■ **TASK OBJECTIVE**
I need the lines below from the one with "Labeling fields. Category: iadc" down to the one with "Labeling fields. Category: uruguayan" reproduced exactly, both ends included, and nothing else.

■ **SUPPLIED RECORDS**
□ □ □
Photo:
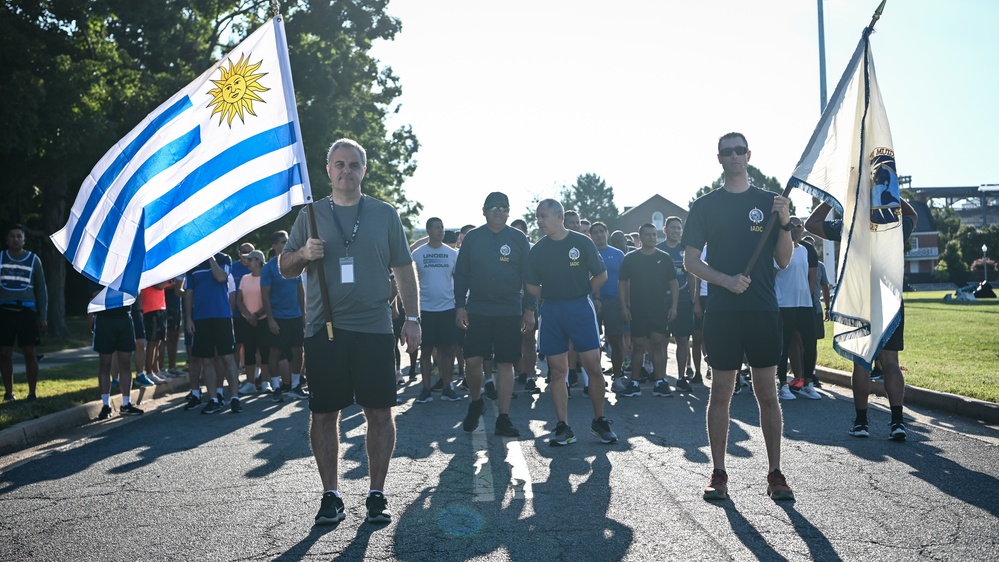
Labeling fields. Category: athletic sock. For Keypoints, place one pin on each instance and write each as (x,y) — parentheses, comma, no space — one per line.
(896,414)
□ □ □
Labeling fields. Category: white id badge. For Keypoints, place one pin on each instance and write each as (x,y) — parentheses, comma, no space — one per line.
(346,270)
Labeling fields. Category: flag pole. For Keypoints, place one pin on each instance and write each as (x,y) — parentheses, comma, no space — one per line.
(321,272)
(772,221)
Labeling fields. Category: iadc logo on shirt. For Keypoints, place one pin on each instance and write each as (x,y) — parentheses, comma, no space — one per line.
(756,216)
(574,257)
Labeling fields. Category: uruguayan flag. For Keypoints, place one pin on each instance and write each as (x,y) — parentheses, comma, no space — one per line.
□ □ □
■ **FINISHED TASK**
Labeling fields. Category: iadc logo on shirt. For Keypoints, place one pin on each instance and write each as (x,y) — parentheses, comma, no space — one per line.
(756,216)
(574,257)
Labeling fields. Category: uruguayan flag. For Keypoints, place one pin on each instance and write each as (x,y) — parentheses, comma, no space — one per line.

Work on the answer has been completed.